* [DATA RECORDS]

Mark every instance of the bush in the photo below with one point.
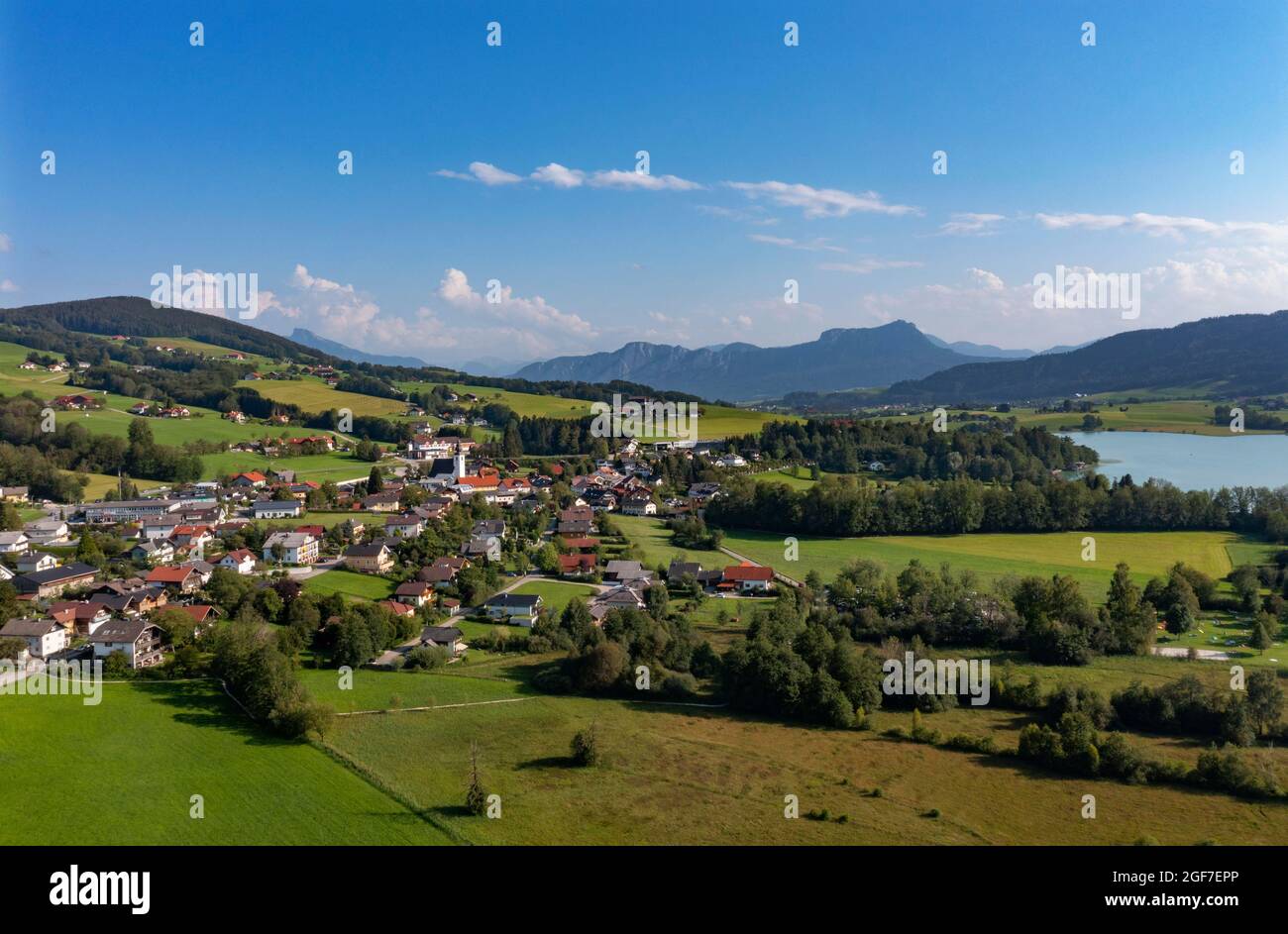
(585, 746)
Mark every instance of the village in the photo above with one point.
(423, 518)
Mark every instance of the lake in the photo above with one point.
(1192, 462)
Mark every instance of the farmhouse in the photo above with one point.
(44, 637)
(443, 637)
(243, 561)
(372, 558)
(747, 578)
(140, 641)
(54, 581)
(518, 609)
(128, 510)
(295, 548)
(277, 509)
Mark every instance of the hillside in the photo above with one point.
(303, 335)
(1239, 355)
(841, 359)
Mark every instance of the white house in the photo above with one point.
(44, 637)
(297, 548)
(13, 543)
(278, 509)
(243, 561)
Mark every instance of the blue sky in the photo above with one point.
(809, 162)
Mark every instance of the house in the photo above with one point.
(37, 561)
(623, 571)
(243, 561)
(140, 641)
(180, 578)
(372, 558)
(748, 578)
(518, 609)
(44, 637)
(153, 552)
(404, 526)
(129, 510)
(48, 532)
(443, 637)
(294, 548)
(54, 581)
(381, 502)
(13, 543)
(278, 509)
(413, 592)
(82, 617)
(639, 504)
(578, 565)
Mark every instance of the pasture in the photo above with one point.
(151, 746)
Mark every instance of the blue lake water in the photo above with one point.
(1192, 462)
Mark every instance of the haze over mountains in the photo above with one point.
(841, 359)
(1236, 355)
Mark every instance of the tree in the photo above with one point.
(1265, 699)
(476, 796)
(585, 746)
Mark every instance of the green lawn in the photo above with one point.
(147, 749)
(690, 776)
(351, 583)
(554, 594)
(993, 556)
(313, 394)
(655, 540)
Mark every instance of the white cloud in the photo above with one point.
(820, 202)
(562, 176)
(559, 175)
(483, 171)
(616, 178)
(870, 264)
(816, 245)
(1167, 226)
(971, 224)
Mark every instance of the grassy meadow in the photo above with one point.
(150, 748)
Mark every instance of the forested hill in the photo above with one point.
(1239, 355)
(136, 317)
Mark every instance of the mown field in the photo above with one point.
(555, 594)
(692, 776)
(314, 395)
(351, 583)
(995, 556)
(147, 749)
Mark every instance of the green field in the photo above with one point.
(690, 776)
(314, 395)
(151, 748)
(995, 556)
(351, 583)
(653, 539)
(554, 594)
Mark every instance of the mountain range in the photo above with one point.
(1236, 355)
(840, 359)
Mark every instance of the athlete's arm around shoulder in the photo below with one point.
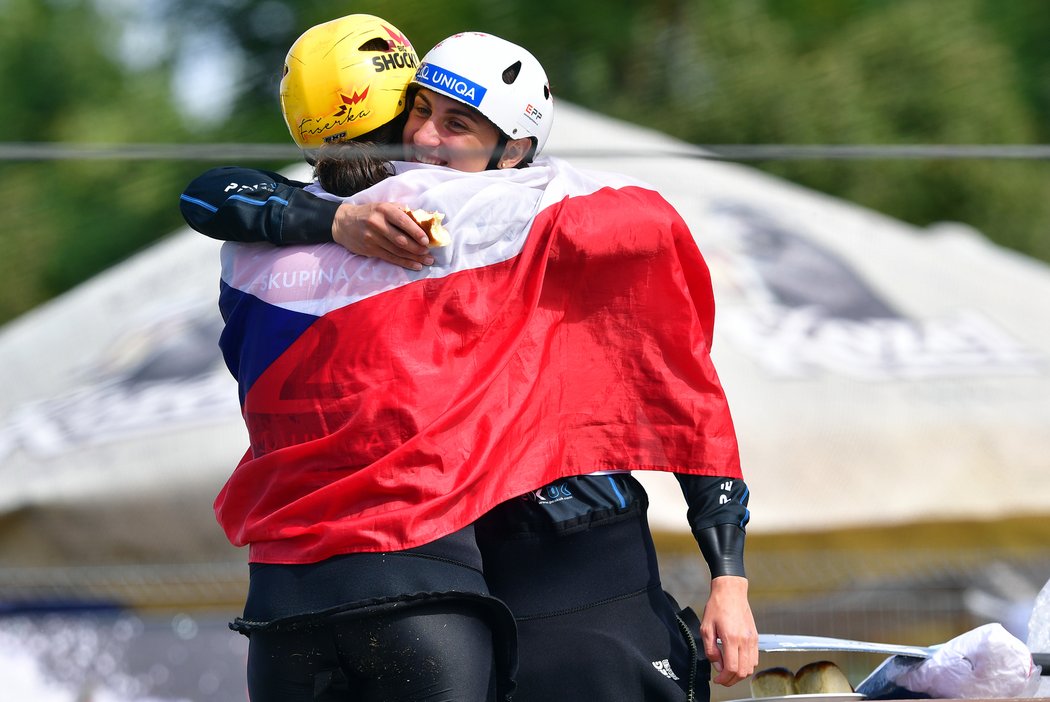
(244, 205)
(234, 204)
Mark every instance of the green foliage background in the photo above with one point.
(710, 71)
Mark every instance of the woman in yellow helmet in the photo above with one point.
(449, 124)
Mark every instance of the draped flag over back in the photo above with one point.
(566, 330)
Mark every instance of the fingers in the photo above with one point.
(382, 231)
(737, 658)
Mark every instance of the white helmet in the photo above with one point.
(499, 79)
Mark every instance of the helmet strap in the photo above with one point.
(501, 146)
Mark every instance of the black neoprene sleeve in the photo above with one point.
(717, 516)
(245, 205)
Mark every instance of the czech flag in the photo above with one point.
(566, 330)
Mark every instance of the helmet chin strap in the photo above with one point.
(501, 146)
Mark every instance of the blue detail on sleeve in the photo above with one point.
(747, 512)
(198, 203)
(249, 200)
(620, 496)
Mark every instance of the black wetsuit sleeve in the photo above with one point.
(245, 205)
(717, 516)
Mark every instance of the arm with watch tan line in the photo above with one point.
(717, 516)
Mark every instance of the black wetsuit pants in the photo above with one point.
(435, 652)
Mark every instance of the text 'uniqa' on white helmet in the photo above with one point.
(501, 80)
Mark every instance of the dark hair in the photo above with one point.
(350, 167)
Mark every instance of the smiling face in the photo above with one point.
(443, 131)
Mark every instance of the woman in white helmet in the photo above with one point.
(574, 559)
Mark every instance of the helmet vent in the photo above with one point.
(375, 44)
(510, 73)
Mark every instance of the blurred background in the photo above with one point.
(867, 179)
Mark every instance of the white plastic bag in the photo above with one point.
(1038, 634)
(987, 661)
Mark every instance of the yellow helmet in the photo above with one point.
(343, 79)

* [INSTRUCTIONS FOR THE TASK] The reply should hold every entry above, given again exactly, but not a single picture.

* [RESULT FOR THIS TASK]
Mark every instance of the bush in the photo below with one point.
(585, 746)
Mark every instance of the village in the photo above with one point.
(423, 518)
Mark every instance of the lake in the photo above with one point.
(1192, 462)
Mark every instance of the farmhouse in the photo above with one point.
(44, 637)
(443, 637)
(243, 561)
(372, 558)
(747, 578)
(140, 641)
(54, 581)
(518, 609)
(128, 510)
(295, 548)
(277, 509)
Mark every instance of the hillside in the photo above with one point.
(303, 335)
(1239, 355)
(841, 359)
Mark every instance of the white house in the photo above with one point.
(44, 637)
(297, 548)
(13, 543)
(278, 509)
(243, 561)
Mark every instance of the blue sky in the photo above with one point.
(809, 162)
Mark every instance of the house in the photo above with one point.
(37, 561)
(623, 571)
(243, 561)
(140, 641)
(180, 578)
(372, 558)
(748, 578)
(518, 609)
(44, 637)
(153, 552)
(404, 526)
(129, 510)
(48, 532)
(443, 637)
(294, 548)
(54, 581)
(381, 502)
(13, 543)
(278, 509)
(413, 592)
(82, 617)
(639, 504)
(578, 565)
Mark every instance of the pasture in the photo above with one point.
(151, 746)
Mark every instance of the blue lake water in the photo above with one point.
(1192, 462)
Mark every instance of the haze over mountains in the photo above with one point.
(841, 359)
(1236, 355)
Mark every instance of the tree in the photo above with one point.
(1265, 699)
(476, 796)
(585, 746)
Mark every instance of the green lawn in the photo above with one point.
(147, 749)
(690, 776)
(351, 583)
(554, 594)
(993, 556)
(313, 394)
(655, 540)
Mark every instance of the white cloud in the photo above with one point.
(820, 202)
(562, 176)
(559, 175)
(483, 171)
(616, 178)
(870, 264)
(816, 245)
(1167, 226)
(971, 224)
Mark every instance of the grassy meadow in the photo above with one point.
(150, 748)
Mark every instance of the forested hill in the photo above with one point.
(1239, 355)
(136, 317)
Mark every instance of the mown field in the photo above with one point.
(555, 594)
(692, 776)
(314, 395)
(351, 583)
(995, 556)
(147, 749)
Mark every instance of the green field in the photo above with one point.
(690, 776)
(314, 395)
(151, 748)
(995, 556)
(351, 583)
(653, 539)
(554, 594)
Mark every instance of the mountain range in the photo above with one point.
(1236, 355)
(840, 359)
Mark every instance of the athlete's arm around shoulder in the photo below with one point.
(244, 205)
(234, 204)
Mark every instance of the green foliage background in the photo above with one point.
(710, 71)
Mark every instance of the woman in yellow helmet in the photo above with one point.
(449, 124)
Mark every instance of the draped flag over back in the photo above with one point.
(566, 330)
Mark every instance of the fingers in the photo above with one point.
(382, 231)
(737, 658)
Mark every instance of the white helmet in the photo above with one point.
(499, 79)
Mark every instance of the helmet strap in the photo above with one point.
(501, 146)
Mark every instance of the black neoprene sleeve in the photo above with one point.
(717, 516)
(245, 205)
Mark every instance of the czech flag in the photo above with one point.
(566, 330)
Mark every instance of the helmet chin strap in the photo above with one point.
(501, 146)
Mark every instance of the blue detail on sleeve in the photo above with one point.
(747, 512)
(198, 203)
(249, 200)
(620, 496)
Mark every instance of the black wetsuit sleeve in the photo above with one point.
(245, 205)
(717, 516)
Mark every instance of the arm with watch tan line in the photo above with one point.
(717, 516)
Mark every instance of the black wetsuit pants in the photo above with one point.
(435, 652)
Mark every instance of the text 'uniqa' on white helmet in the photo above with one point.
(501, 80)
Mark every instance of the dark hair in the photo above with one point.
(350, 167)
Mark every instance of the smiling face in the photo above with one point.
(443, 131)
Mark every instance of the woman in white helmet in the photo above with one point.
(574, 559)
Mark every instance of the helmet vent in the photo above with one point.
(375, 44)
(510, 73)
Mark every instance of the blurred background in the photo above with one point.
(867, 179)
Mark every instance of the white plastic bag in the photo above with one point.
(1038, 634)
(987, 661)
Mark every instance of the yellow helmet in the photo above with one point.
(343, 79)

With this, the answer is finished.